From the rugby match report, extract everything from "Indeed, Jones was" down to "bundled into touch." and copy it word for word.

#### TEXT SEGMENT

Indeed, Jones was delighted with the impact of 21-year-old Scottish-born Bevan Rodd on his debut as the third-choice No 1, especially against such an experienced Australian front-row.

England did waste a couple of gilt-edged chances, Slade bombing an overlap in the first half after Farrell and Smith had created him some space, the centre passing too early meaning Jonny May was bundled into touch.

When Courtney Lawes’ delicate hands put Jamie George surging through, the hooker was only stopped illegally by Tom Wright. The winger was sin-binned for that offence on the half-hour (Wallabies prop Angus Bell was also yellow carded for a tip tackle on Lawes early in the second period) Farrell’s kick making it 16-9, before George did get over the line after peeling brilliantly from the back of a driving maul. However, just as he was about to touch down, desperate Wallabies scrum-half Nic White swung an arm and dislodged the ball. O’Connor responded with penalties either side of the break but England got back in control.

########
#### RAW DATA

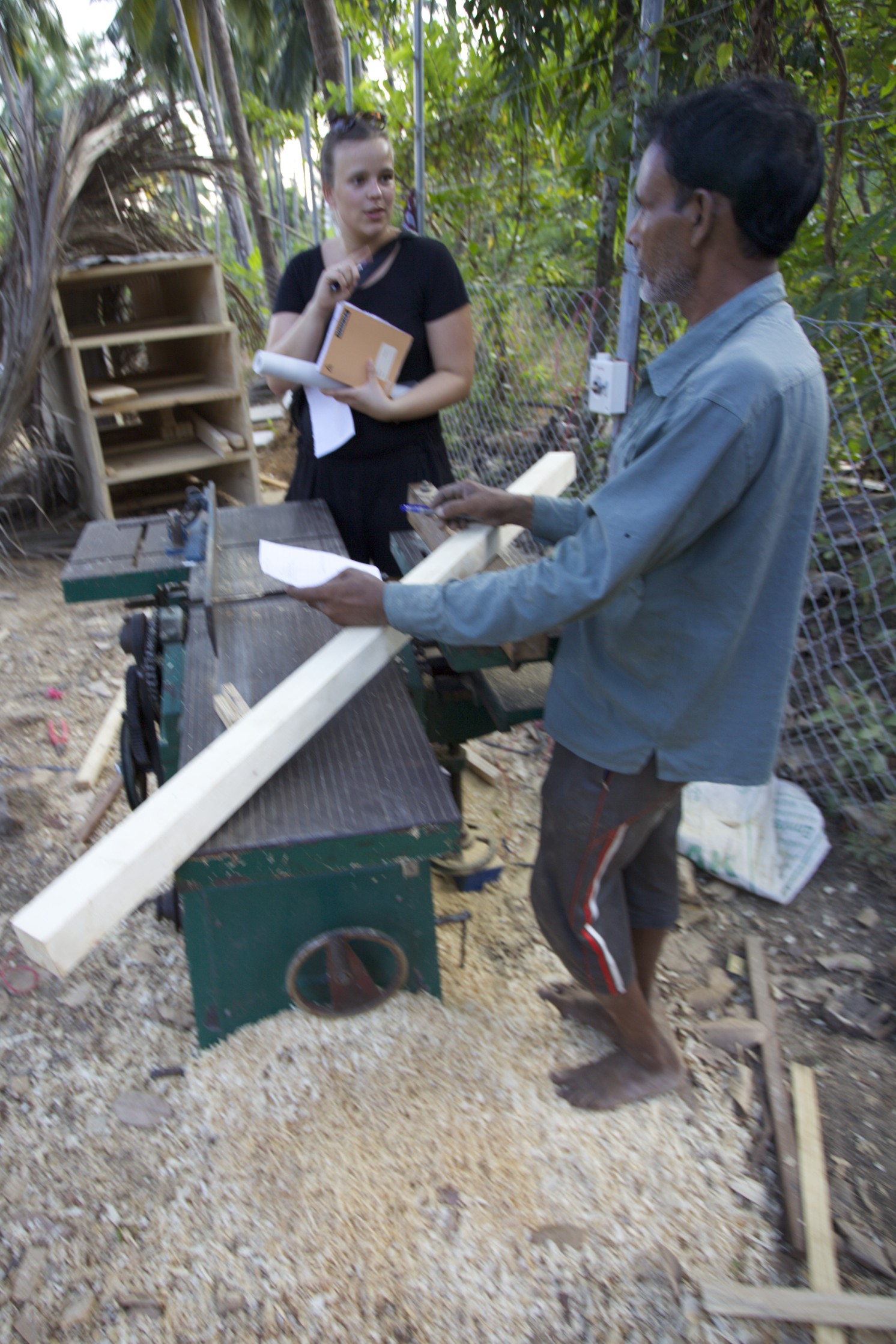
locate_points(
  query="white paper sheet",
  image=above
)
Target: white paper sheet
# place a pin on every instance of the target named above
(300, 568)
(332, 421)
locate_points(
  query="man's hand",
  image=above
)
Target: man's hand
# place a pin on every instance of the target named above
(351, 599)
(483, 503)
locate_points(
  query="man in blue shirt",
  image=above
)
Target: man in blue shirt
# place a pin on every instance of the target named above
(677, 584)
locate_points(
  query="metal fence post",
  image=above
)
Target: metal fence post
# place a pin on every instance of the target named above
(420, 187)
(631, 294)
(307, 153)
(347, 77)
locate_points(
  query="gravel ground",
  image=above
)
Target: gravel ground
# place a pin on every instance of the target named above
(407, 1176)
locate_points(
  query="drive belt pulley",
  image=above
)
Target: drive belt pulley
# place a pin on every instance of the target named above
(345, 972)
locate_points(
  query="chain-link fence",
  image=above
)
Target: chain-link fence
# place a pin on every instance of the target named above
(528, 397)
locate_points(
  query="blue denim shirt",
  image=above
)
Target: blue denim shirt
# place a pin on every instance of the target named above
(679, 583)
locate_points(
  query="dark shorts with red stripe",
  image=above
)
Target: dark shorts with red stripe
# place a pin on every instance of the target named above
(606, 866)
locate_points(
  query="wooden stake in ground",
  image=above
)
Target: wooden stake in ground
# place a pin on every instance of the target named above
(821, 1255)
(770, 1303)
(69, 917)
(93, 764)
(100, 810)
(777, 1092)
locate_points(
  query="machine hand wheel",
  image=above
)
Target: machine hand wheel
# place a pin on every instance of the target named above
(342, 984)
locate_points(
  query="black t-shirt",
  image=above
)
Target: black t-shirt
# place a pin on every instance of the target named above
(422, 285)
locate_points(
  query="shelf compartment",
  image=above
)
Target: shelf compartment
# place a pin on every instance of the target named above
(141, 334)
(168, 460)
(183, 394)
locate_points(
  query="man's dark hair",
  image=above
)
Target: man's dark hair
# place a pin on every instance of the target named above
(754, 143)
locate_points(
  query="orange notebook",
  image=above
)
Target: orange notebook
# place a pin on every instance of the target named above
(355, 336)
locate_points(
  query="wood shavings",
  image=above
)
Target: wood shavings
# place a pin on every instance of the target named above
(378, 1179)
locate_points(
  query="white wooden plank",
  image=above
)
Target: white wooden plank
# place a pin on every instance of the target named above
(210, 436)
(821, 1255)
(769, 1303)
(270, 410)
(69, 917)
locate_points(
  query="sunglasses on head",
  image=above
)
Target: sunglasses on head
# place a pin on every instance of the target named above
(341, 126)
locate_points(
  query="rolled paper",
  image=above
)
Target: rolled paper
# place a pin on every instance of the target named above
(303, 371)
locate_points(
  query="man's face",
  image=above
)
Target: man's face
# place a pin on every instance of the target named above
(661, 234)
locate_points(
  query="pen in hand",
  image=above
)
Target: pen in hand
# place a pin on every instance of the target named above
(425, 509)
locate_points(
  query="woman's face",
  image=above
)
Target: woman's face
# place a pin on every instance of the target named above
(363, 187)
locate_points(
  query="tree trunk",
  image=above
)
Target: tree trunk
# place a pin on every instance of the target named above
(836, 167)
(327, 42)
(281, 201)
(187, 187)
(231, 193)
(240, 131)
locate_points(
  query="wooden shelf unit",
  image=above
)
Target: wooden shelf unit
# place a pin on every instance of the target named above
(144, 362)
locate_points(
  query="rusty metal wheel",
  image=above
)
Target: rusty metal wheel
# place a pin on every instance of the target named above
(343, 983)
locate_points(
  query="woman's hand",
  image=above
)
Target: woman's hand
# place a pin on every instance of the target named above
(369, 398)
(344, 274)
(483, 504)
(351, 599)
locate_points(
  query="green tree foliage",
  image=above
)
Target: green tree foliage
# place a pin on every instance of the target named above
(554, 61)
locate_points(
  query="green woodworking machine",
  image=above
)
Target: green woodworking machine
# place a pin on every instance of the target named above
(318, 890)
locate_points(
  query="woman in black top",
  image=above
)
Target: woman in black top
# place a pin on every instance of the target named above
(416, 286)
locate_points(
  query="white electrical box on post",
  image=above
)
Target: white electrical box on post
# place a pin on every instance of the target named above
(608, 385)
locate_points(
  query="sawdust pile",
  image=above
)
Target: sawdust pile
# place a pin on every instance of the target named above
(384, 1179)
(405, 1178)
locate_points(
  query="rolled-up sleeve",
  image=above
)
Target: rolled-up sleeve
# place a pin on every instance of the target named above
(647, 515)
(555, 519)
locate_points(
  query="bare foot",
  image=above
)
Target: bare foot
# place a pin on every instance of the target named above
(580, 1006)
(617, 1080)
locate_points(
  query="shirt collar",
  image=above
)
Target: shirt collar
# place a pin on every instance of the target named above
(704, 338)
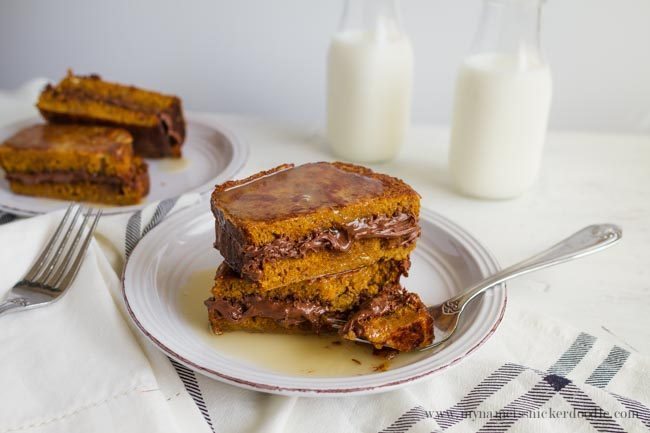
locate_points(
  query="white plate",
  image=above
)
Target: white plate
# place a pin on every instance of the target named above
(211, 155)
(155, 279)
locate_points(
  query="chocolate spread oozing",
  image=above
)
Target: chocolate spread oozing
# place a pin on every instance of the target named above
(402, 228)
(285, 311)
(78, 176)
(63, 177)
(404, 332)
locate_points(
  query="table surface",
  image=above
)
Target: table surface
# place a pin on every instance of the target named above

########

ANSWER IN FULL:
Indeed, Jones was delighted with the impact of 21-year-old Scottish-born Bevan Rodd on his debut as the third-choice No 1, especially against such an experienced Australian front-row.

England did waste a couple of gilt-edged chances, Slade bombing an overlap in the first half after Farrell and Smith had created him some space, the centre passing too early meaning Jonny May was bundled into touch.